- Instruction
Give back every one of the following lines word for word, with nothing altered.

- Records for processing
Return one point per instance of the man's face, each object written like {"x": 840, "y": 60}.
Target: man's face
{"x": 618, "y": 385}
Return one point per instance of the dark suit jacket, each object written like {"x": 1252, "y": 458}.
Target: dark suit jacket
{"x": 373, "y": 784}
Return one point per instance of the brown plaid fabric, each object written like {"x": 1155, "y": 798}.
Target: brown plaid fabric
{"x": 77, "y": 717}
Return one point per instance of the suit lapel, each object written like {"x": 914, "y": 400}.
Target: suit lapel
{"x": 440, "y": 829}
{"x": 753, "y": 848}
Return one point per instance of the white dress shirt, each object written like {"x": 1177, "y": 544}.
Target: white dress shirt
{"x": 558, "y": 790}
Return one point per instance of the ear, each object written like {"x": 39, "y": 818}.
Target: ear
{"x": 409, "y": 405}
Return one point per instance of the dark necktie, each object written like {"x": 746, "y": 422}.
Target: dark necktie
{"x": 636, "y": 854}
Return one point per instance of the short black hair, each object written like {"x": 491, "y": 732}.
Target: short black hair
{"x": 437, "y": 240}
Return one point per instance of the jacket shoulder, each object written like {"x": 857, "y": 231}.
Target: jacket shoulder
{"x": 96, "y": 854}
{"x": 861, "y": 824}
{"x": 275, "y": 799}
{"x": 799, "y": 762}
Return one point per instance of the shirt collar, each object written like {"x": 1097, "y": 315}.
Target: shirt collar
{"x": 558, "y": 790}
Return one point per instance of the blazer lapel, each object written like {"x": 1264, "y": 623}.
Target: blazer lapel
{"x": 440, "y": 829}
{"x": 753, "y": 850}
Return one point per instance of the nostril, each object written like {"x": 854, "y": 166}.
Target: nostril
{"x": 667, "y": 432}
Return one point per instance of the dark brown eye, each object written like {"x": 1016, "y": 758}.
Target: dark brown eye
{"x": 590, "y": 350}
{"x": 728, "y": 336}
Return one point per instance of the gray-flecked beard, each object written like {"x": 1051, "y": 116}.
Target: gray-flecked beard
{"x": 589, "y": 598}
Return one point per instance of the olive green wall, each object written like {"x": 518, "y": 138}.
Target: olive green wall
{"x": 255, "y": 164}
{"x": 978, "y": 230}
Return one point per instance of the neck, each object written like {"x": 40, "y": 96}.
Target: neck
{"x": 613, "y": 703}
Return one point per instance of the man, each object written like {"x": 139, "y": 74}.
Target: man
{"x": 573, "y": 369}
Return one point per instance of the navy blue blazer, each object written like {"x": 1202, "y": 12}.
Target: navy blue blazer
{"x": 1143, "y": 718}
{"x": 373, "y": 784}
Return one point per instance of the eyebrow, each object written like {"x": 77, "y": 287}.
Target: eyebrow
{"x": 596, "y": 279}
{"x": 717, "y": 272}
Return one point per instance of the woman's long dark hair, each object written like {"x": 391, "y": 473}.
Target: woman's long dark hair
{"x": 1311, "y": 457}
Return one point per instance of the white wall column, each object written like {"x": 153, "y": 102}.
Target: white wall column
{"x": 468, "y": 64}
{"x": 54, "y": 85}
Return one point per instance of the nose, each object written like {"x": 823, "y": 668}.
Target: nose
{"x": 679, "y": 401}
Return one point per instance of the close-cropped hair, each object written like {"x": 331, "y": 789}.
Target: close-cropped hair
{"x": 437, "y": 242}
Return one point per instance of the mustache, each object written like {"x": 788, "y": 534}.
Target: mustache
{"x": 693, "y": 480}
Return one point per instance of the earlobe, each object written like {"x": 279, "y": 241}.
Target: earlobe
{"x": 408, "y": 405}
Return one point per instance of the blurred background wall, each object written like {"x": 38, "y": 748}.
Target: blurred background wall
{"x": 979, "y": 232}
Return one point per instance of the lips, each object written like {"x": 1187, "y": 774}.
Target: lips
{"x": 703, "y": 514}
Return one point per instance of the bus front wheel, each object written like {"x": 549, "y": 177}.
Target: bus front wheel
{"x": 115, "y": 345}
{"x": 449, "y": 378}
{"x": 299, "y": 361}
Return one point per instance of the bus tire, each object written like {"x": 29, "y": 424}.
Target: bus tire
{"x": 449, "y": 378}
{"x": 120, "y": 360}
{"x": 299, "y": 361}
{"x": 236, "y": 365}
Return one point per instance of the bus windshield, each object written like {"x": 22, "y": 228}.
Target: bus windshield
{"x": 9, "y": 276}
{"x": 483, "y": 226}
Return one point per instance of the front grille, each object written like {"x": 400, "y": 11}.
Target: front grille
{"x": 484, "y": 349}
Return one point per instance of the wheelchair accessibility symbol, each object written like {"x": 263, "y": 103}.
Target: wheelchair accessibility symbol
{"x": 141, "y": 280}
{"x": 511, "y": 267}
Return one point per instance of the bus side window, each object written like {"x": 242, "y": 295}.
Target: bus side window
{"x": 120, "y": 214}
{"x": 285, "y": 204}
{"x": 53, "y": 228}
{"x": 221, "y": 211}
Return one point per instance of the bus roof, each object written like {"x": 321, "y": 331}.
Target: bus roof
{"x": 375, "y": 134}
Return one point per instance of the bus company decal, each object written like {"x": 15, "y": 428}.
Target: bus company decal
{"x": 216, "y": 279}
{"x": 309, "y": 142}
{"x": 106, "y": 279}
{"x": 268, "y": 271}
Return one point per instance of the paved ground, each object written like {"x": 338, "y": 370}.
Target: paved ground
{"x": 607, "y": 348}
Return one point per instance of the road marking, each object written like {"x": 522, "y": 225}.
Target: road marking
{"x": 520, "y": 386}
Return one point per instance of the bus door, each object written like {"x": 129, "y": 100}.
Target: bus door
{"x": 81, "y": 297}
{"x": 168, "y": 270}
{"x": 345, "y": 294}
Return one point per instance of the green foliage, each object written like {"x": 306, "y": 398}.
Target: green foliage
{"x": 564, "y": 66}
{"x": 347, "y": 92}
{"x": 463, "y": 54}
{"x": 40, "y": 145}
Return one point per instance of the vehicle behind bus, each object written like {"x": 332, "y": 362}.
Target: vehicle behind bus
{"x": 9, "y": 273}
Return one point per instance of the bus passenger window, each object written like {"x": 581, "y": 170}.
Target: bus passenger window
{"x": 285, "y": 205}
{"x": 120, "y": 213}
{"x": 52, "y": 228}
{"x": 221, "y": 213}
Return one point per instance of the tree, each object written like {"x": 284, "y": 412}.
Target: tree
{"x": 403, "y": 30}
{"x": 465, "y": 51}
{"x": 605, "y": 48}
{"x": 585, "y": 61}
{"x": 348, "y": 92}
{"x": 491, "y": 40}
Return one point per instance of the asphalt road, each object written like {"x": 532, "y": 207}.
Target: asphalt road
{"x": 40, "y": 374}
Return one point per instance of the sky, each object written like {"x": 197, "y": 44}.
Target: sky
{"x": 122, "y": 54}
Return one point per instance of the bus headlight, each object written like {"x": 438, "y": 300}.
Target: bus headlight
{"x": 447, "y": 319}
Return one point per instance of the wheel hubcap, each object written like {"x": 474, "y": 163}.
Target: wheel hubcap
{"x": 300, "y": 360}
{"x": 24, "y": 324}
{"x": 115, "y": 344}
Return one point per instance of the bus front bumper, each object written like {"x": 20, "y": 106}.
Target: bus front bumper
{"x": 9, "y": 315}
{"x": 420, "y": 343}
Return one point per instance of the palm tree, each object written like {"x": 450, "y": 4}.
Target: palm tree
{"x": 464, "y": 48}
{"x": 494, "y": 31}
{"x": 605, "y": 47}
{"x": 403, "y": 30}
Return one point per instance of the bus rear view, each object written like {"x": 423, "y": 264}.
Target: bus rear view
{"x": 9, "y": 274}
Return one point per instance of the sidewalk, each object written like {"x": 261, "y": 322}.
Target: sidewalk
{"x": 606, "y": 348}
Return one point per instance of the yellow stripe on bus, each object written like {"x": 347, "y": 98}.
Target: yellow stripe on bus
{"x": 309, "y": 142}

- Response to the exercise
Return one point per instance of the man's face, each object written like {"x": 840, "y": 60}.
Target: man's face
{"x": 618, "y": 385}
Return one point per instance of the dark suit jacket, each object written like {"x": 1252, "y": 458}.
Target: dark suit jacket
{"x": 373, "y": 784}
Return one point per instance of the brown plaid fabric, each object written like {"x": 1155, "y": 798}.
Target: brown plaid fabric
{"x": 77, "y": 717}
Return one point per instance of the suit lapel, each object written like {"x": 914, "y": 400}.
Target: suit lapel
{"x": 440, "y": 829}
{"x": 753, "y": 848}
Return one point per instance of the white dress shirt, each object written like {"x": 1177, "y": 544}.
Target: white dress shirt
{"x": 558, "y": 790}
Return one point per instance of the ear, each object written like {"x": 39, "y": 818}.
Target: ear
{"x": 409, "y": 405}
Return one point per instance of the dark necktie, each object written like {"x": 746, "y": 422}.
Target: dark necktie
{"x": 636, "y": 854}
Return one point per instance of the short black hair, each object written like {"x": 491, "y": 732}.
Target: short black hair
{"x": 437, "y": 240}
Return one point per instance of the jacket shoulder, each object written like {"x": 857, "y": 231}.
Target: jacket shoulder
{"x": 96, "y": 854}
{"x": 861, "y": 824}
{"x": 275, "y": 799}
{"x": 799, "y": 762}
Return one point per instance of the shirt collar, each object written like {"x": 1097, "y": 315}.
Target: shirt collar
{"x": 558, "y": 790}
Return one point per instance of the blazer lapel, each object written like {"x": 1264, "y": 623}.
Target: blazer lapel
{"x": 440, "y": 829}
{"x": 753, "y": 850}
Return one point per instance of the nostril, each object written like {"x": 854, "y": 166}.
Target: nostril
{"x": 667, "y": 432}
Return one point per instance of the dark brown eye, each object written like {"x": 1016, "y": 758}.
Target: dark brown eye
{"x": 590, "y": 350}
{"x": 728, "y": 336}
Return one point per instance of the gray-flecked beard, each object written like {"x": 1051, "y": 116}.
Target: gray-flecked beard
{"x": 589, "y": 598}
Return one point per instance of the olive green wall, each object written like {"x": 518, "y": 138}.
Target: olive green wall
{"x": 255, "y": 164}
{"x": 978, "y": 230}
Return one point per instance of the neck, each object written like {"x": 40, "y": 96}.
Target: neck
{"x": 613, "y": 703}
Return one point per instance of the man, each object written like {"x": 139, "y": 74}.
Target: man
{"x": 573, "y": 369}
Return one point per instance of the navy blue blazer, each object written like {"x": 1202, "y": 12}.
Target: navy blue blazer
{"x": 1143, "y": 718}
{"x": 373, "y": 784}
Return one point per instance of the eyebrow, each object written like {"x": 77, "y": 287}.
Target: eyebrow
{"x": 596, "y": 279}
{"x": 717, "y": 272}
Return one point per instance of the woman's long dark hair, each object written like {"x": 391, "y": 473}.
Target: woman's long dark hair
{"x": 1311, "y": 457}
Return one point per instance of the white wall column, each object written like {"x": 153, "y": 102}.
Target: white wall column
{"x": 468, "y": 64}
{"x": 54, "y": 85}
Return one point per instance of the nose, each object written like {"x": 823, "y": 668}.
Target: nose
{"x": 679, "y": 401}
Return one point per instance of the close-cropped hair, each object written like {"x": 331, "y": 789}.
Target: close-cropped hair
{"x": 437, "y": 242}
Return one point per instance of the mustache, each object written like {"x": 788, "y": 534}.
Target: mustache
{"x": 693, "y": 480}
Return one point per instance of the earlobe, each object written like {"x": 279, "y": 241}.
Target: earlobe
{"x": 408, "y": 405}
Return one point per instance of the blurred background wall, each object written like {"x": 38, "y": 748}.
Target: blurred background wall
{"x": 979, "y": 232}
Return one point per instance of the lips, each object written like {"x": 1187, "y": 774}.
Target: lips
{"x": 703, "y": 514}
Return one point per instance of the bus front wheel, each object written like {"x": 549, "y": 177}.
Target: bus front wheel
{"x": 115, "y": 345}
{"x": 449, "y": 378}
{"x": 299, "y": 361}
Return one point per instance of the bus tire, each object written like {"x": 29, "y": 424}.
Target: bus tire
{"x": 449, "y": 378}
{"x": 120, "y": 360}
{"x": 299, "y": 361}
{"x": 236, "y": 365}
Return one point per instance of the bus windshield, each object written like {"x": 22, "y": 228}.
Target: bus windshield
{"x": 9, "y": 276}
{"x": 483, "y": 226}
Return one point per instance of the front grille, each object written like {"x": 400, "y": 11}.
Target: front grille
{"x": 484, "y": 349}
Return one point per instance of the wheelchair accessibility symbol, each object written like {"x": 263, "y": 103}.
Target: wheelchair accessibility symbol
{"x": 141, "y": 280}
{"x": 511, "y": 267}
Return one point per instance of the bus side window, each object written like {"x": 242, "y": 295}.
Target: bus side window
{"x": 120, "y": 214}
{"x": 285, "y": 204}
{"x": 53, "y": 228}
{"x": 221, "y": 211}
Return one point per instance of the bus roof, each object written like {"x": 321, "y": 331}.
Target: bus roof
{"x": 375, "y": 134}
Return one point per instance of the bus company decal, each object written like {"x": 15, "y": 428}.
Target: bus company decal
{"x": 216, "y": 279}
{"x": 309, "y": 142}
{"x": 106, "y": 279}
{"x": 268, "y": 271}
Return one point per instance of the paved ground, each object written like {"x": 338, "y": 370}.
Target: paved ground
{"x": 607, "y": 348}
Return one point per instance of the road marking, each object written like {"x": 522, "y": 225}.
Target: road marking
{"x": 520, "y": 386}
Return one point per instance of the bus door, each object written like {"x": 129, "y": 100}.
Target: bus door
{"x": 81, "y": 297}
{"x": 168, "y": 270}
{"x": 345, "y": 294}
Return one point per instance of the green foliage, each object written like {"x": 306, "y": 398}.
Target: green foliage
{"x": 564, "y": 66}
{"x": 347, "y": 92}
{"x": 463, "y": 54}
{"x": 40, "y": 145}
Return one point per instance of the vehicle behind bus, each object written like {"x": 332, "y": 362}.
Target: vehicle behind bus
{"x": 9, "y": 273}
Return one point per instance of the bus passenger window, each object written like {"x": 581, "y": 170}.
Target: bus passenger window
{"x": 285, "y": 205}
{"x": 120, "y": 213}
{"x": 52, "y": 228}
{"x": 221, "y": 213}
Return one point per instance of the tree, each object written like {"x": 284, "y": 412}.
Target: tree
{"x": 403, "y": 30}
{"x": 465, "y": 51}
{"x": 605, "y": 48}
{"x": 585, "y": 61}
{"x": 348, "y": 92}
{"x": 491, "y": 40}
Return one point per instance of the asphalt road, each object written like {"x": 532, "y": 207}.
Target: asphalt road
{"x": 40, "y": 374}
Return one point per instance of the sky, each object written like {"x": 197, "y": 44}.
Target: sky
{"x": 122, "y": 54}
Return one point per instance of the bus headlight, each object written like {"x": 438, "y": 300}.
Target: bus headlight
{"x": 447, "y": 319}
Return one point per instance of the wheel hubcap, each object written like {"x": 474, "y": 163}.
Target: wheel hubcap
{"x": 300, "y": 360}
{"x": 24, "y": 324}
{"x": 115, "y": 344}
Return one point per instance of the bus front bumper, each object written like {"x": 20, "y": 106}.
Target: bus front bumper
{"x": 9, "y": 315}
{"x": 420, "y": 343}
Return one point per instance of the palm tree, each object written like {"x": 450, "y": 4}.
Target: palm tree
{"x": 464, "y": 48}
{"x": 494, "y": 31}
{"x": 605, "y": 47}
{"x": 403, "y": 30}
Return one point per instance of the bus rear view, each object written like {"x": 423, "y": 264}.
Target: bus rear view
{"x": 9, "y": 274}
Return one point per instance of the sidewalk, each object written like {"x": 261, "y": 322}.
Target: sidewalk
{"x": 606, "y": 348}
Return one point per instance of the yellow stripe on bus, each object written like {"x": 347, "y": 98}.
Target: yellow stripe on bus
{"x": 309, "y": 142}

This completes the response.